_SET TASK_
Lay out these rows as a numbered list, with blank lines left out.

BEGIN INPUT MATERIAL

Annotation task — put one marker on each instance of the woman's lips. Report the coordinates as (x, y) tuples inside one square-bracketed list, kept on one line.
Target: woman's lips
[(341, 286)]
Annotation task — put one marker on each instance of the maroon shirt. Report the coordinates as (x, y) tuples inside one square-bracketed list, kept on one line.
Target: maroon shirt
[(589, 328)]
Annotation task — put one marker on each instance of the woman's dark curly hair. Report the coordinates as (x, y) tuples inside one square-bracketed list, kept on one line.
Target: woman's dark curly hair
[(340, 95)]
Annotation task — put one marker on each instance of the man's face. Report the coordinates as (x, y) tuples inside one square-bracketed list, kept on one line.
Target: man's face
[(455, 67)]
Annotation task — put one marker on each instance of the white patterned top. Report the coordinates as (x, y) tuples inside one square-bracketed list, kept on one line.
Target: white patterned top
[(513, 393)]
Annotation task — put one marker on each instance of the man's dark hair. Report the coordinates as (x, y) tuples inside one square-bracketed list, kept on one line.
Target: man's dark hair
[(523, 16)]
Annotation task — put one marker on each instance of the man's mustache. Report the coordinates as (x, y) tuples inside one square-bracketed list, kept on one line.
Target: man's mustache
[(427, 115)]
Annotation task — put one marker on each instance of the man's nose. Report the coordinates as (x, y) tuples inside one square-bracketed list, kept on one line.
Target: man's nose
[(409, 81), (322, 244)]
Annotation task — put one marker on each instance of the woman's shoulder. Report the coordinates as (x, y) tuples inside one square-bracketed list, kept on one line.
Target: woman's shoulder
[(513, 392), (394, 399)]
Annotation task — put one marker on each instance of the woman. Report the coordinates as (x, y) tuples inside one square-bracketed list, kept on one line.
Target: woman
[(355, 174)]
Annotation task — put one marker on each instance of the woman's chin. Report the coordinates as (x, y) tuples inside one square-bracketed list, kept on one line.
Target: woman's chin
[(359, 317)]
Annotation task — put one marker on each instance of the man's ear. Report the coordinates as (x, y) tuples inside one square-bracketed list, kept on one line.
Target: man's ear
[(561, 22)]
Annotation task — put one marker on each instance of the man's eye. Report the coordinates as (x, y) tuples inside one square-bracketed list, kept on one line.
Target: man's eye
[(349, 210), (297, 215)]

END INPUT MATERIAL

_WRITTEN ANSWER_
1. Annotation task — put one marker on each instance of the woman's lips. Report the coordinates as (x, y) tuples inside one square-bracketed list, kept on one line.
2. Target: woman's lips
3. [(341, 286)]
4. Annotation task — put one marker on each instance of the maroon shirt. Report the coordinates as (x, y) tuples inside one square-bracketed list, kept on one line.
5. Target: maroon shirt
6. [(589, 328)]
7. Annotation task — put one marker on each instance of the woman's dark curly hair. Report the coordinates as (x, y) tuples inside one square-bracketed list, kept on one line.
8. Target: woman's dark curly hair
9. [(340, 95)]
10. Annotation task — put one marker on each instance of the man's face. Report the coordinates as (x, y) tuples inside one square-bracketed list, kept on one line.
11. Target: man's face
12. [(455, 67)]
13. Annotation task — put one marker on each instance of the white patterned top. Report the coordinates as (x, y) tuples inside one square-bracketed list, kept on one line.
14. Target: white patterned top
15. [(513, 393)]
16. Annotation task — put one marker on each instance of the man's dark hair. Report the coordinates as (x, y) tuples inside one square-bracketed list, kept on one line.
17. Target: man's dark hair
18. [(523, 16)]
19. Annotation task — put one marker on each instance of the man's mustache. Report the coordinates as (x, y) tuples inside one square-bracketed list, kept on one line.
20. Target: man's mustache
21. [(427, 115)]
22. Annotation task — put one marker on each instance of the man's nose. Report the coordinates as (x, y) tuples inside one square-bracketed list, kept on one line.
23. Target: man's nose
24. [(409, 81), (322, 244)]
25. Annotation task — put one marker on each instance of the woman's shoulder. Report the coordinates as (x, y) tuples inside one square-bracketed list, kept on one line.
26. Target: woman's shoulder
27. [(513, 392), (394, 399)]
28. Annotation task — put one marker on each instance of the woman. Report the coordinates as (x, y) tuples inside one square-bracketed list, kept on one line.
29. Target: woman
30. [(355, 174)]
31. Annotation task — put one marker on each instance of the woman's chin. Report the coordinates as (x, y) tuples inside one square-bracketed list, kept on one line.
32. Target: woman's chin
33. [(359, 317)]
34. Annotation task — put one marker on each instance of the man's ear. Report the coordinates as (x, y) tuples inside one square-bracketed list, kept on one line.
35. Target: man's ear
36. [(561, 22)]
37. Annotation task — put one marker on each instance of the man's eye. Report the coordinates as (x, y) tuples inside one square-bracketed list, kept on one line.
38. Target: man's eye
39. [(349, 210), (297, 215)]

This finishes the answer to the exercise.